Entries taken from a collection

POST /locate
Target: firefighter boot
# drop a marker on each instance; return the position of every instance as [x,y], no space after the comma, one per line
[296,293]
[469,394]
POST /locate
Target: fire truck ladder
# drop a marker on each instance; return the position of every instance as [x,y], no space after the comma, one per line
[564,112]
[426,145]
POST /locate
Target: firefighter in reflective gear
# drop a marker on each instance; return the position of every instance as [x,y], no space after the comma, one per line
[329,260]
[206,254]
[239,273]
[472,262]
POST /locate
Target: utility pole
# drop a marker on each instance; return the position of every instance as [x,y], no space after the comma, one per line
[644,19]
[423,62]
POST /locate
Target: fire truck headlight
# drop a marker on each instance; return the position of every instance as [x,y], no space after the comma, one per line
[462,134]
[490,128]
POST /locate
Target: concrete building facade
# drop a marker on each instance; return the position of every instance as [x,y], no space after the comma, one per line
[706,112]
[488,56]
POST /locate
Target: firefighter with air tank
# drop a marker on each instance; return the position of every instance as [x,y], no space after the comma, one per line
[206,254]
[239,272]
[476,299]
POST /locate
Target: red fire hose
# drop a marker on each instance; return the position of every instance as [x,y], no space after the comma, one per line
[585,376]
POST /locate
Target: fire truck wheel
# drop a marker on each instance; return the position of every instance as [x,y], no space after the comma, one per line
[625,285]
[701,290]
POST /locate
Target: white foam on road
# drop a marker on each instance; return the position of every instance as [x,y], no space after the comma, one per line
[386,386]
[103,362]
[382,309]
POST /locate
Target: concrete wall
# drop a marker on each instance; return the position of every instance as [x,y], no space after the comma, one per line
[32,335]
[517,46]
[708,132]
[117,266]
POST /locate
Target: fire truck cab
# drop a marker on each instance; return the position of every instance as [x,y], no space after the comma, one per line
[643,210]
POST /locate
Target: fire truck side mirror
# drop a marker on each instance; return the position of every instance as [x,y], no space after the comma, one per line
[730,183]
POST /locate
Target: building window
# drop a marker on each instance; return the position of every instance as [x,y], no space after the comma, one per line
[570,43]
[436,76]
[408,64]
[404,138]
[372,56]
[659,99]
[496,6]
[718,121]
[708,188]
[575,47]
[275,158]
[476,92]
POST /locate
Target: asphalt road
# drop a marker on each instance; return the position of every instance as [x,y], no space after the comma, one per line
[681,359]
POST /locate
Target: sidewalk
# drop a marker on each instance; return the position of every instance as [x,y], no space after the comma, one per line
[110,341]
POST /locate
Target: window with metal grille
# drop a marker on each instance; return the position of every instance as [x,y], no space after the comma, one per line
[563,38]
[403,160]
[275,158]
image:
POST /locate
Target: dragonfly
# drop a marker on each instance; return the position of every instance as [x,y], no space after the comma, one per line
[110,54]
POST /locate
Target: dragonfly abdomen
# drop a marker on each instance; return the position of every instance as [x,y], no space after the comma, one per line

Written exercise> Quote each line of the data above exactly as written.

In response>
POST /locate
Target: firefighter boot
# drop a marker on each instance; return the position of every instance as [x,y], no space after the comma, one per line
[296,293]
[469,394]
POST /locate
Target: fire truck ladder
# drop a marker on each instance; return the position of every instance as [x,y], no space after the comma, one per line
[564,112]
[426,145]
POST /locate
Target: firefighter in reflective gear
# drop a marker on each instance; return the position of every instance as [x,y], no space after the comma, one per line
[329,260]
[206,254]
[239,273]
[472,262]
POST /locate
Target: utility pole
# drop a marker on each instance; return the position of every instance as [x,y], no space after the comma, one per line
[644,19]
[423,62]
POST /locate
Target: fire truck headlight
# drop a marker on each instance; return the position of every instance as [x,y], no space after the comma, one per line
[462,134]
[490,128]
POST /locate
Target: concrete building facade
# drop a marker on each instance; return the position of every instance as [x,y], no space after the comma, one per line
[706,112]
[488,56]
POST /locate
Target: firefighter with air tank
# drop a marker on each instance; return the position of every instance as [x,y], no space after the comma, one per line
[206,254]
[239,272]
[476,299]
POST /locate
Target: red fire hose
# drop a marker on each instance; return the position of every instance as [x,y], no space after the comma, one per line
[585,376]
POST /locate
Target: fire truck wheel
# drop a marker on each instance; return the position of every instance as [x,y], no space after the comma, one per line
[625,285]
[701,290]
POST /locate
Target: white foam on road
# drop a marker on each instance; return the position of every instance as [x,y], no space after the comma, one per line
[386,386]
[103,362]
[382,309]
POST /locate
Target: concrete wall
# drop a marker on each instance; return the position of every instance as [x,y], no space after the comma, one per line
[32,335]
[517,46]
[708,132]
[117,266]
POST /locate
Target: fire truck cab
# drop a marker on each instance; return the position of every instance as [x,y], no space after the comma, one per line
[643,210]
POST /locate
Target: fire truck side mirror
# drop a marker on each instance; return the position of every instance as [x,y], no space after the comma, one per line
[730,183]
POST /locate
Target: building window
# drop a marker on each instance; return the position of every instance as [x,y], no space after the comma, one per line
[570,43]
[436,76]
[408,64]
[404,138]
[372,56]
[659,99]
[496,6]
[718,121]
[708,188]
[575,47]
[275,158]
[476,92]
POST /locate
Target: asphalt road
# drop a marker on each instance; return the position of every instance as [x,y], no space after the comma, one per line
[681,359]
POST /locate
Target: sidewalk
# drop a marker on each instance; return the position of every instance as [x,y], no space after the comma, one per line
[110,341]
POST /locate
Target: window with metal grille
# drop a marker on each instance; return the position of every instance as [x,y], no space after the comma, one per line
[563,38]
[403,160]
[275,158]
image:
POST /locate
Target: dragonfly
# drop a marker on each instance; return the position of every instance as [x,y], no space after the comma, one per line
[110,54]
POST /locate
Target: dragonfly abdomen
# drop a marker on each instance; return the position of every instance as [x,y], no space after the comma, one per line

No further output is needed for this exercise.